### Exercise prompt
Among the records below, how many lines contain "spider"? State the number and nothing more.
* * * *
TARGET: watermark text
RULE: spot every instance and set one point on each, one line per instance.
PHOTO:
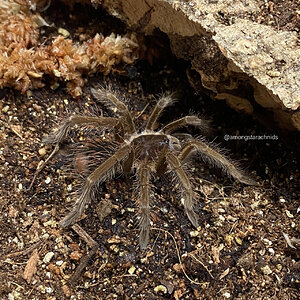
(251, 137)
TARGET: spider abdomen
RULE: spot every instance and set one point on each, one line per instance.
(147, 146)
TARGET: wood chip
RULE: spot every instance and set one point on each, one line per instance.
(30, 268)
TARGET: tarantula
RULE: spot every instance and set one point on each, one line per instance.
(145, 152)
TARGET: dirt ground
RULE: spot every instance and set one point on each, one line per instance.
(247, 244)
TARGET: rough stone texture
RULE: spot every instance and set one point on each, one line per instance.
(238, 60)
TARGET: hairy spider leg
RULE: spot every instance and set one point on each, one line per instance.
(143, 178)
(98, 175)
(175, 164)
(111, 100)
(214, 157)
(185, 121)
(60, 135)
(156, 112)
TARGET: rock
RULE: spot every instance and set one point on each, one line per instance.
(234, 57)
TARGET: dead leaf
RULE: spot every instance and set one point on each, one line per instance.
(30, 268)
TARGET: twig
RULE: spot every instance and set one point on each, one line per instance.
* * * *
### Answer section
2